Stored data entries
-- -- --
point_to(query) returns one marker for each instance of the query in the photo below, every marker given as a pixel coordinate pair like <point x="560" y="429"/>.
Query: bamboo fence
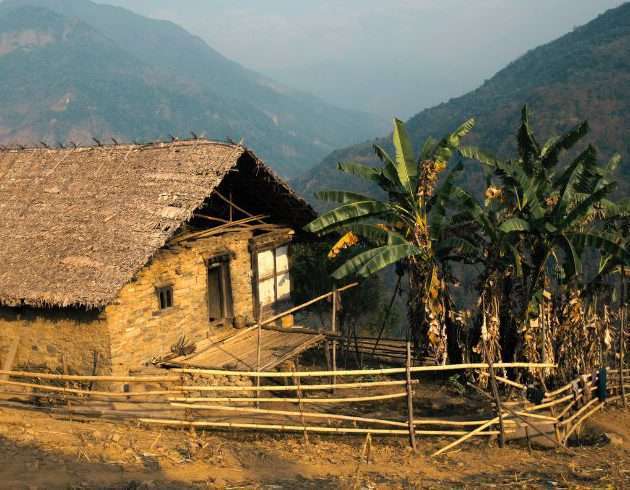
<point x="188" y="398"/>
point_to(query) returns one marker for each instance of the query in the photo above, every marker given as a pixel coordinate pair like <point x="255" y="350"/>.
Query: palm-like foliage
<point x="403" y="228"/>
<point x="540" y="220"/>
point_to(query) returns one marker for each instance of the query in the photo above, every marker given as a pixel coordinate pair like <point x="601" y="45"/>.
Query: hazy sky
<point x="391" y="57"/>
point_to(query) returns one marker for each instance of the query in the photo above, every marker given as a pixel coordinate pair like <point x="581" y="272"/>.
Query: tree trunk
<point x="427" y="312"/>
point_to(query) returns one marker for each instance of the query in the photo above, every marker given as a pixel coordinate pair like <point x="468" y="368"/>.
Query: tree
<point x="408" y="228"/>
<point x="539" y="220"/>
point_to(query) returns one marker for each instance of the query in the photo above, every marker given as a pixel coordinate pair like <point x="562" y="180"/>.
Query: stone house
<point x="109" y="255"/>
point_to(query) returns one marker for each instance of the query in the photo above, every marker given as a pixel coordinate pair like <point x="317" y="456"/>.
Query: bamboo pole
<point x="63" y="389"/>
<point x="622" y="335"/>
<point x="293" y="400"/>
<point x="525" y="421"/>
<point x="388" y="311"/>
<point x="562" y="389"/>
<point x="308" y="303"/>
<point x="301" y="408"/>
<point x="299" y="428"/>
<point x="258" y="339"/>
<point x="317" y="387"/>
<point x="73" y="377"/>
<point x="412" y="434"/>
<point x="506" y="381"/>
<point x="579" y="412"/>
<point x="333" y="329"/>
<point x="290" y="413"/>
<point x="497" y="401"/>
<point x="551" y="403"/>
<point x="466" y="437"/>
<point x="582" y="419"/>
<point x="362" y="372"/>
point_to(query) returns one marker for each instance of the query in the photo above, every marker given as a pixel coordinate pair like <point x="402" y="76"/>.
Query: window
<point x="165" y="297"/>
<point x="219" y="289"/>
<point x="274" y="283"/>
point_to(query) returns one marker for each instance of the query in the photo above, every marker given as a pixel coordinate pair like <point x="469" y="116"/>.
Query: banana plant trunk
<point x="427" y="311"/>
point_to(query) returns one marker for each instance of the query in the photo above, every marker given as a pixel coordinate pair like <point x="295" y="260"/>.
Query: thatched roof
<point x="77" y="224"/>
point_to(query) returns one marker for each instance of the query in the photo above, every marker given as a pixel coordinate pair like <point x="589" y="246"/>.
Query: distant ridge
<point x="71" y="70"/>
<point x="582" y="75"/>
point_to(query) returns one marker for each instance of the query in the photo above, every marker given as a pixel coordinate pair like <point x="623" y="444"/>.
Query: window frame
<point x="258" y="279"/>
<point x="165" y="297"/>
<point x="220" y="261"/>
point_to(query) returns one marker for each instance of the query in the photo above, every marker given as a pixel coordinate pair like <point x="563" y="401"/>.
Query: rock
<point x="614" y="439"/>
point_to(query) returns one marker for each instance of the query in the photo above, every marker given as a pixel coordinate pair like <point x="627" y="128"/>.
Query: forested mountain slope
<point x="74" y="69"/>
<point x="583" y="75"/>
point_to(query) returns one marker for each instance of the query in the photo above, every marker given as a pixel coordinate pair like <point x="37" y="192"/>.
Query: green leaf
<point x="613" y="163"/>
<point x="376" y="234"/>
<point x="514" y="225"/>
<point x="352" y="265"/>
<point x="602" y="242"/>
<point x="585" y="206"/>
<point x="405" y="160"/>
<point x="429" y="146"/>
<point x="386" y="256"/>
<point x="573" y="264"/>
<point x="341" y="197"/>
<point x="528" y="147"/>
<point x="518" y="261"/>
<point x="389" y="171"/>
<point x="346" y="214"/>
<point x="474" y="153"/>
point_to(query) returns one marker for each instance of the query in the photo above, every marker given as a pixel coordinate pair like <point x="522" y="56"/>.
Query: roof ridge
<point x="149" y="145"/>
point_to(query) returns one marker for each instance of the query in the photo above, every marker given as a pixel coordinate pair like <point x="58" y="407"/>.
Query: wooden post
<point x="258" y="360"/>
<point x="497" y="401"/>
<point x="296" y="380"/>
<point x="333" y="327"/>
<point x="412" y="433"/>
<point x="7" y="365"/>
<point x="622" y="335"/>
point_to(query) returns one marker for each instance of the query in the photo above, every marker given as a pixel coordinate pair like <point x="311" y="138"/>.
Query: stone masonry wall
<point x="140" y="330"/>
<point x="47" y="335"/>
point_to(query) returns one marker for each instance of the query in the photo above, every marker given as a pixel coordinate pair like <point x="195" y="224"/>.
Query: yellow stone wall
<point x="140" y="330"/>
<point x="45" y="335"/>
<point x="132" y="329"/>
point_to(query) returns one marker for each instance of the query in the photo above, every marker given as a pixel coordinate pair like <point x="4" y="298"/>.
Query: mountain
<point x="74" y="70"/>
<point x="582" y="75"/>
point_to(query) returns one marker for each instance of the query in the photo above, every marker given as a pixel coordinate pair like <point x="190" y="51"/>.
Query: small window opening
<point x="165" y="297"/>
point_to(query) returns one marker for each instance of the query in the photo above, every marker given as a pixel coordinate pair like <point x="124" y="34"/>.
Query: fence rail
<point x="192" y="400"/>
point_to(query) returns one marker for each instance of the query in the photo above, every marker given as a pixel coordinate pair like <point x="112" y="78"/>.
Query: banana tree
<point x="405" y="228"/>
<point x="548" y="219"/>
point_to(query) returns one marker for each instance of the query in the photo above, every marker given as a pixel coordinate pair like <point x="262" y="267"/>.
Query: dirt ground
<point x="40" y="451"/>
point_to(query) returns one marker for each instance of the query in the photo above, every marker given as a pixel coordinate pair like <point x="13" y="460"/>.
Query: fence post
<point x="258" y="361"/>
<point x="412" y="431"/>
<point x="333" y="326"/>
<point x="622" y="335"/>
<point x="497" y="400"/>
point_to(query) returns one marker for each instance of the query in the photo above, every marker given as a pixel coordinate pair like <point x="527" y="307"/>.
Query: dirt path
<point x="42" y="452"/>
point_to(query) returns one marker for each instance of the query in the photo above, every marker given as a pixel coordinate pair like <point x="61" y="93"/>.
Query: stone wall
<point x="140" y="330"/>
<point x="48" y="337"/>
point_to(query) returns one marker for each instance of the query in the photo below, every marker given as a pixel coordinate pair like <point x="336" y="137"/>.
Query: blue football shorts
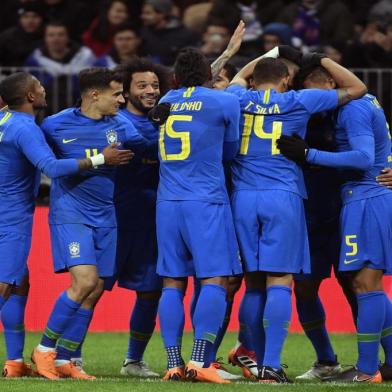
<point x="196" y="238"/>
<point x="14" y="252"/>
<point x="271" y="231"/>
<point x="79" y="244"/>
<point x="366" y="234"/>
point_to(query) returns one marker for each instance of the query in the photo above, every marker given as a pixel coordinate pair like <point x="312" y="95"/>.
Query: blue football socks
<point x="312" y="317"/>
<point x="63" y="311"/>
<point x="142" y="326"/>
<point x="73" y="337"/>
<point x="371" y="317"/>
<point x="386" y="334"/>
<point x="172" y="320"/>
<point x="222" y="331"/>
<point x="208" y="319"/>
<point x="277" y="314"/>
<point x="12" y="317"/>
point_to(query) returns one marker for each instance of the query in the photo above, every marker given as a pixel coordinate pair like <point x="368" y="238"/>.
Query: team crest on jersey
<point x="111" y="136"/>
<point x="74" y="249"/>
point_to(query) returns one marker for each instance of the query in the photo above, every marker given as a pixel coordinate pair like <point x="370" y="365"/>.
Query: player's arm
<point x="230" y="51"/>
<point x="360" y="136"/>
<point x="37" y="151"/>
<point x="246" y="72"/>
<point x="385" y="177"/>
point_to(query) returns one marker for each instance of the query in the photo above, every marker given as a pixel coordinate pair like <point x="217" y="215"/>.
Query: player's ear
<point x="175" y="83"/>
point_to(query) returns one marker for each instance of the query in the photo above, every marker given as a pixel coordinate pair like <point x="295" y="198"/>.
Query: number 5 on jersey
<point x="167" y="131"/>
<point x="256" y="124"/>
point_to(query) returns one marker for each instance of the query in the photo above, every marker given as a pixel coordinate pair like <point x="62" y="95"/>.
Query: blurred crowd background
<point x="58" y="38"/>
<point x="55" y="39"/>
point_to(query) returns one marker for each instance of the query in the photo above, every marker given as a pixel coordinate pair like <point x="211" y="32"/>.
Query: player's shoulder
<point x="63" y="115"/>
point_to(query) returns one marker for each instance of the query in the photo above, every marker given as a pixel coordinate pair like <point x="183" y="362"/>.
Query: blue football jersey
<point x="266" y="115"/>
<point x="87" y="197"/>
<point x="364" y="117"/>
<point x="139" y="180"/>
<point x="23" y="149"/>
<point x="191" y="144"/>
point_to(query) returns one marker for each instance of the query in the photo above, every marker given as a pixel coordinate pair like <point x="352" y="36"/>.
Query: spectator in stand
<point x="76" y="15"/>
<point x="61" y="59"/>
<point x="16" y="43"/>
<point x="317" y="22"/>
<point x="126" y="45"/>
<point x="373" y="48"/>
<point x="99" y="36"/>
<point x="163" y="35"/>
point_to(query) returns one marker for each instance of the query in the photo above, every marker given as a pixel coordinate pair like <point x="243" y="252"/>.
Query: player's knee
<point x="306" y="290"/>
<point x="233" y="286"/>
<point x="149" y="295"/>
<point x="362" y="283"/>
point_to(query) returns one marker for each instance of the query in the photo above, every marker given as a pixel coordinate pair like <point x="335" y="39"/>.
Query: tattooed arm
<point x="230" y="51"/>
<point x="349" y="86"/>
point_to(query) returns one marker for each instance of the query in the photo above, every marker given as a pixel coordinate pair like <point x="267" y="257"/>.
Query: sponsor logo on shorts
<point x="74" y="249"/>
<point x="65" y="141"/>
<point x="111" y="136"/>
<point x="350" y="261"/>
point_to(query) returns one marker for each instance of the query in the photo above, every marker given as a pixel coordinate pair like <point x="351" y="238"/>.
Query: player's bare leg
<point x="372" y="309"/>
<point x="312" y="317"/>
<point x="84" y="281"/>
<point x="12" y="316"/>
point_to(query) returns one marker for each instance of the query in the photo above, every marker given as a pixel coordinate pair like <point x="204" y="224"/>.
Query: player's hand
<point x="159" y="113"/>
<point x="114" y="156"/>
<point x="236" y="39"/>
<point x="385" y="178"/>
<point x="312" y="60"/>
<point x="291" y="54"/>
<point x="293" y="147"/>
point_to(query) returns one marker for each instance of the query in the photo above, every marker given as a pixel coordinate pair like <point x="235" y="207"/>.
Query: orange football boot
<point x="45" y="363"/>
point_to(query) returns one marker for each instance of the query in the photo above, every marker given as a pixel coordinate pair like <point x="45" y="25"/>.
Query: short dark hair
<point x="231" y="70"/>
<point x="13" y="88"/>
<point x="313" y="73"/>
<point x="191" y="68"/>
<point x="269" y="70"/>
<point x="97" y="78"/>
<point x="139" y="64"/>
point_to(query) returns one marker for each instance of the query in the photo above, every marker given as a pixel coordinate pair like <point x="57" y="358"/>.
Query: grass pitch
<point x="104" y="352"/>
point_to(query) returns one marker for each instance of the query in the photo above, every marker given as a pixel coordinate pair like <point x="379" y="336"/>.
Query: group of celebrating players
<point x="225" y="201"/>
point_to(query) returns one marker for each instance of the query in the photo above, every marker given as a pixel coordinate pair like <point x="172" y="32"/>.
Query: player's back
<point x="137" y="183"/>
<point x="87" y="197"/>
<point x="364" y="116"/>
<point x="191" y="144"/>
<point x="266" y="115"/>
<point x="19" y="179"/>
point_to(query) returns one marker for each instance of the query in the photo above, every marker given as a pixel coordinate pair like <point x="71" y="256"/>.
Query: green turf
<point x="104" y="352"/>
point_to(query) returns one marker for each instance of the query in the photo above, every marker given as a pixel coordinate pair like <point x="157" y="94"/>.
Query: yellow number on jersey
<point x="351" y="241"/>
<point x="256" y="123"/>
<point x="91" y="152"/>
<point x="167" y="130"/>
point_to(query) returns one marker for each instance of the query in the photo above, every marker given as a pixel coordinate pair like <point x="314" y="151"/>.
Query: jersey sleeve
<point x="231" y="113"/>
<point x="317" y="100"/>
<point x="32" y="143"/>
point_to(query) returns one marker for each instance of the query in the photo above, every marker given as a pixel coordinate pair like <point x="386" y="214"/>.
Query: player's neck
<point x="90" y="111"/>
<point x="24" y="108"/>
<point x="269" y="86"/>
<point x="132" y="109"/>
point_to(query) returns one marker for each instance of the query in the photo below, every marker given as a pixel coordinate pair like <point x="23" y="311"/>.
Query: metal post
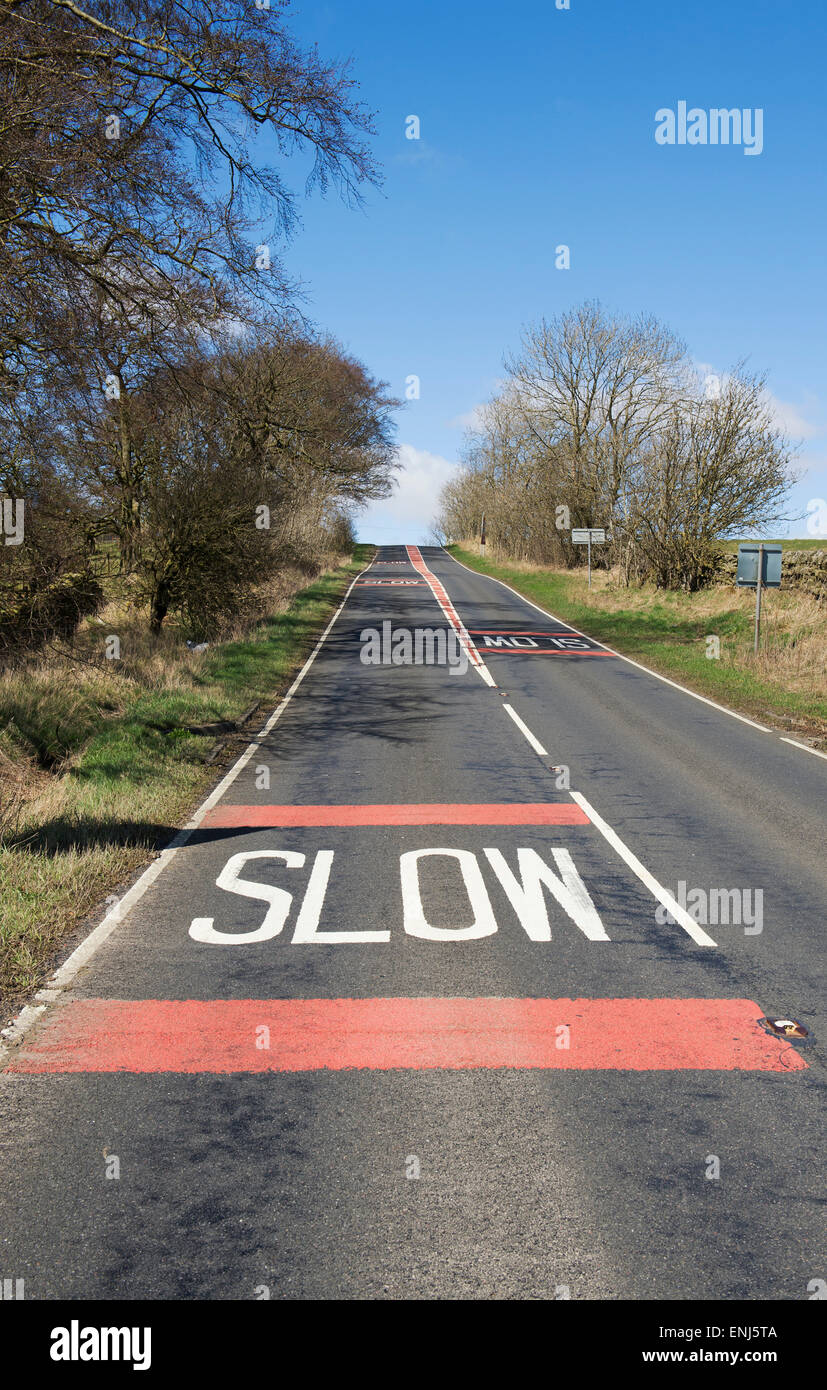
<point x="760" y="570"/>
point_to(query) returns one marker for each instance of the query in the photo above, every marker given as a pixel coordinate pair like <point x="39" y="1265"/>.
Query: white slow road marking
<point x="641" y="667"/>
<point x="82" y="954"/>
<point x="806" y="747"/>
<point x="649" y="880"/>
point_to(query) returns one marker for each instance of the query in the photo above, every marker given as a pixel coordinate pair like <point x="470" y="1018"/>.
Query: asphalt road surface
<point x="407" y="1014"/>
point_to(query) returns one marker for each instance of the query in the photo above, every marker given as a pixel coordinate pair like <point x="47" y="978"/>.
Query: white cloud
<point x="470" y="420"/>
<point x="792" y="420"/>
<point x="407" y="516"/>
-- -- --
--- YOUR INSTRUCTIONS ---
Search the entries for the word "below" and gather every line where it appears.

--- THE COMPLETED TASK ---
point_to(query) returns one marker for each instance of the query in the photo below, every marker given as a pixel coordinate pair like <point x="560" y="429"/>.
point_to(query) returns one marker for each instance of the query in the photo below, every marker given as a pixel coordinate pair like <point x="336" y="137"/>.
point_to(query) returns one marker for each instance of the query in the photo below, every marker given as a pixel coordinate pair like <point x="23" y="311"/>.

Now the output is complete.